Objective -> Can you rewrite all the records below with "single point" changed to "single marker" throughout, leaving everything else as it is and omitting the pictures?

** START **

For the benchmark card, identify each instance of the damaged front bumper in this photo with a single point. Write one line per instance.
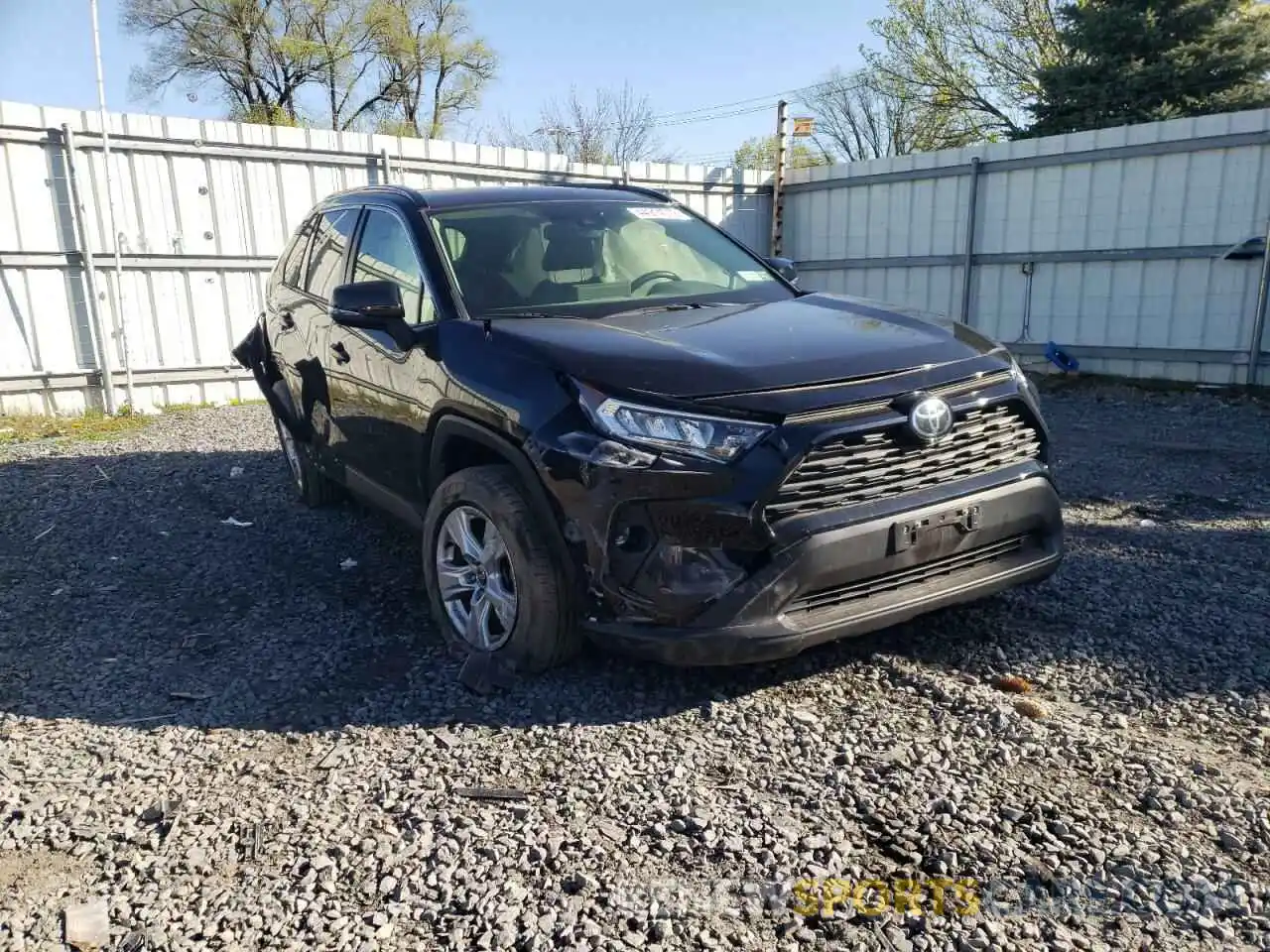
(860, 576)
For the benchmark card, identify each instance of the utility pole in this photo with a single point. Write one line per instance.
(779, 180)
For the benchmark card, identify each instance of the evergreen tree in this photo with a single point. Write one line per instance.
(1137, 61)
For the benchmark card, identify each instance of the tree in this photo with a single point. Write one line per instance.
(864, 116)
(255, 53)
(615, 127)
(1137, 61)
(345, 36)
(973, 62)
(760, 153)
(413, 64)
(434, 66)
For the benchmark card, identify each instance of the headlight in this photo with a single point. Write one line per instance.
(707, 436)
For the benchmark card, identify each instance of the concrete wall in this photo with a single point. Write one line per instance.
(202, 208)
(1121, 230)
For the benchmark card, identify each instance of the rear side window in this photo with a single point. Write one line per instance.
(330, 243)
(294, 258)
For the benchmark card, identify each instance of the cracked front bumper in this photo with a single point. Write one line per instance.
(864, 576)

** END **

Solution to this exercise ->
For the benchmark card, identify each instance of the damaged front bumper in this photo with a single marker. Write one line per instance.
(860, 576)
For the benchmark card, identify each instance of the utility pole in this photo with a single marker. Write one line per instance.
(779, 180)
For the benchmark card, identify each instance of the evergreen tree in this photo with a single marker. Write one line per instance.
(1137, 61)
For the benchmark card, identify each instance of the tree in this photo with a single marker. Write one line per instance.
(864, 116)
(255, 53)
(615, 127)
(1137, 61)
(345, 36)
(973, 62)
(760, 153)
(413, 64)
(434, 66)
For the benchmark card, identify each instance of the headlight in this photo with a single marker. Write one line per instance.
(707, 436)
For the benchmark card, identify each instance of the concrete wall in this photo with a single marker. Write one line per instance.
(202, 208)
(1121, 230)
For the benchmark card, identify each instance of the rear side window in this photo with a single marker. Write one line per instance.
(330, 243)
(294, 258)
For the benchmark card, identify each instance of the cracked front bumper in this photo with a single marker. Write one line per instance.
(864, 576)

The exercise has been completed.